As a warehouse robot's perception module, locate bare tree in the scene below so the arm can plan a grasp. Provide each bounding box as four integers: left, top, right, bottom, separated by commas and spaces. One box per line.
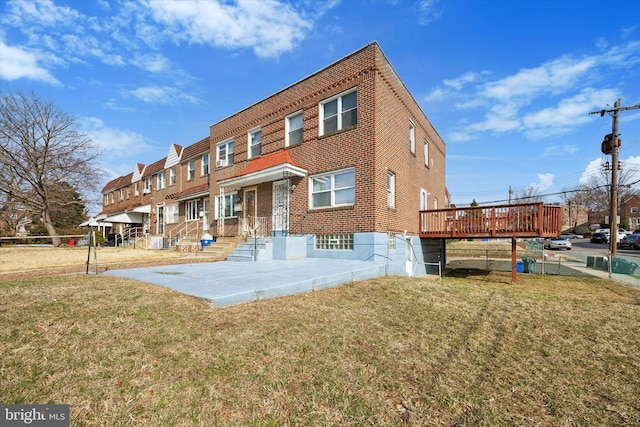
0, 92, 101, 246
514, 185, 544, 203
573, 164, 638, 215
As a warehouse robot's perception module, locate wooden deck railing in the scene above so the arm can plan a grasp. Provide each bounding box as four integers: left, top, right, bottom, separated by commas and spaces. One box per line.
419, 203, 562, 239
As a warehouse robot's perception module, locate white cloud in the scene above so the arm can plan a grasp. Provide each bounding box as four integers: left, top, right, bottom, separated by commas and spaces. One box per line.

■ STATED PROBLEM ■
Retype every line of the records above without any changes, leaving out the pictures.

■ RESULT BELOW ■
As a warehouse robot's perception module, locate bare tree in the scene below so the arm can plan a grasp. Provide each bounding box as four integers: left, top, right, bottom, separated by commas and spaces. One box per line.
0, 92, 101, 246
514, 185, 544, 203
573, 164, 638, 215
As a warehouse robot's perception module, locate wooden deck railing in the scene above so the arm can plan a grasp. Provide each bounding box as four integers: left, top, right, bottom, separated by commas and spaces. One box per line.
419, 203, 562, 239
As a warehouse robot's perception module, locate white cloud in the scene above so the arm can plan a grasp. Provide each bounding box as four integers: left, top, right, bottom, separated by commas and spaces. One box per line.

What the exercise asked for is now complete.